> **WHAT THE TASK ASKS**
Can you recast the lines of the records below as a Markdown table with the columns Row and Text, numbering each line and leaving out blank lines and the pictures?

══════════════════════════════

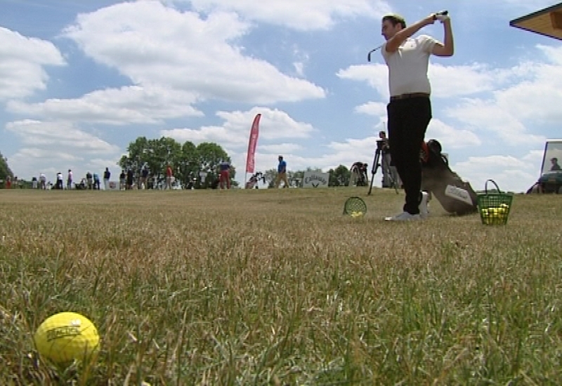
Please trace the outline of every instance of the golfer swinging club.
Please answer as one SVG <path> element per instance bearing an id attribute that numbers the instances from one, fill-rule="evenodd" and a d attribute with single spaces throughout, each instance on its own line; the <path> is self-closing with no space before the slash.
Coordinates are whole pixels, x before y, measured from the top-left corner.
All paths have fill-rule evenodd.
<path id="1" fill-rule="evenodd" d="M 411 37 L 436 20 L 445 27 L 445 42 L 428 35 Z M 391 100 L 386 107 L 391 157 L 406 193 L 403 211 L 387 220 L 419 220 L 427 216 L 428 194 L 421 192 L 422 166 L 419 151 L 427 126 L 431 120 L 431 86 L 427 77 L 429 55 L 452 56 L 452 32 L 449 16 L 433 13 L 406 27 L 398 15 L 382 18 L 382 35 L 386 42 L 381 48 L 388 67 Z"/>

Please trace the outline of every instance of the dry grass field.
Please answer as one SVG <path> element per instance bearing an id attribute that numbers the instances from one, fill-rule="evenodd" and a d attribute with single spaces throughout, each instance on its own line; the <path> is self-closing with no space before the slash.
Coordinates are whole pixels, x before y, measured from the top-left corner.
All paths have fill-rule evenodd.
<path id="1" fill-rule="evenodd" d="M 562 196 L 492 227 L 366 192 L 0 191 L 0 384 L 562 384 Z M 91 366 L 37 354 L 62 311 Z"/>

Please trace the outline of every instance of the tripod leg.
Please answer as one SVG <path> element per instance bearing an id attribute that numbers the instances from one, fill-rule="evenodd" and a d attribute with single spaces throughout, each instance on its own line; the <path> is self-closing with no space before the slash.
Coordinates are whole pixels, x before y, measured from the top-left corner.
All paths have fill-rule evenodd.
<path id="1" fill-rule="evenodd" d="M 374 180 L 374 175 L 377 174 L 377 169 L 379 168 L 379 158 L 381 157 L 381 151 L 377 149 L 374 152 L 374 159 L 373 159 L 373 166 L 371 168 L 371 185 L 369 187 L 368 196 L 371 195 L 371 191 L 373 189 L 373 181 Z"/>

══════════════════════════════

> **CORRECT RESPONSE**
| Row | Text |
|---|---|
| 1 | Please trace the outline of every instance of the golfer swinging club. |
| 2 | Please answer as one SVG <path> element per instance bearing an id attribute that numbers the instances from one, fill-rule="evenodd" and a d attribute with single spaces throughout, each instance on its own line; the <path> is self-closing with no space before the slash. |
| 3 | Coordinates are whole pixels, x before y, measured from the top-left corner. |
| 4 | All paths have fill-rule evenodd. |
| 5 | <path id="1" fill-rule="evenodd" d="M 411 37 L 436 20 L 445 27 L 445 42 L 428 35 Z M 391 100 L 386 107 L 391 157 L 406 193 L 403 211 L 387 220 L 419 220 L 427 216 L 428 194 L 421 192 L 422 166 L 419 151 L 427 126 L 431 120 L 431 86 L 427 77 L 429 55 L 452 56 L 452 32 L 449 16 L 433 13 L 406 27 L 398 15 L 382 18 L 382 35 L 386 42 L 381 48 L 388 67 Z"/> |
| 6 | Please trace the outline of every instance of the dry grass field. |
| 7 | Please answer as one SVG <path> element per instance bearing an id attribute that numbers the instances from one, fill-rule="evenodd" and a d attribute with single spaces throughout, each instance on its own line; the <path> is self-closing with no space before the slash. |
| 8 | Coordinates are whole pixels, x before y, measured from the top-left corner. |
| 9 | All paths have fill-rule evenodd. |
| 10 | <path id="1" fill-rule="evenodd" d="M 562 196 L 492 227 L 366 192 L 0 191 L 0 384 L 562 384 Z M 91 366 L 37 354 L 62 311 Z"/> |
| 11 | Please trace the outline of every instance of the tripod leg. |
| 12 | Please answer as one SVG <path> element per instance bearing an id attribute that numbers the instances from one, fill-rule="evenodd" and a d attribute with single spaces throughout, each instance on its own line; the <path> is self-closing with no space before the slash. |
| 13 | Coordinates are whole pixels, x before y, measured from the top-left corner. |
| 14 | All paths have fill-rule evenodd. |
| 15 | <path id="1" fill-rule="evenodd" d="M 374 180 L 374 175 L 377 174 L 377 169 L 379 168 L 379 158 L 381 157 L 381 151 L 377 149 L 374 152 L 374 159 L 373 159 L 373 166 L 371 168 L 371 185 L 369 187 L 368 196 L 371 195 L 371 191 L 373 189 L 373 181 Z"/> |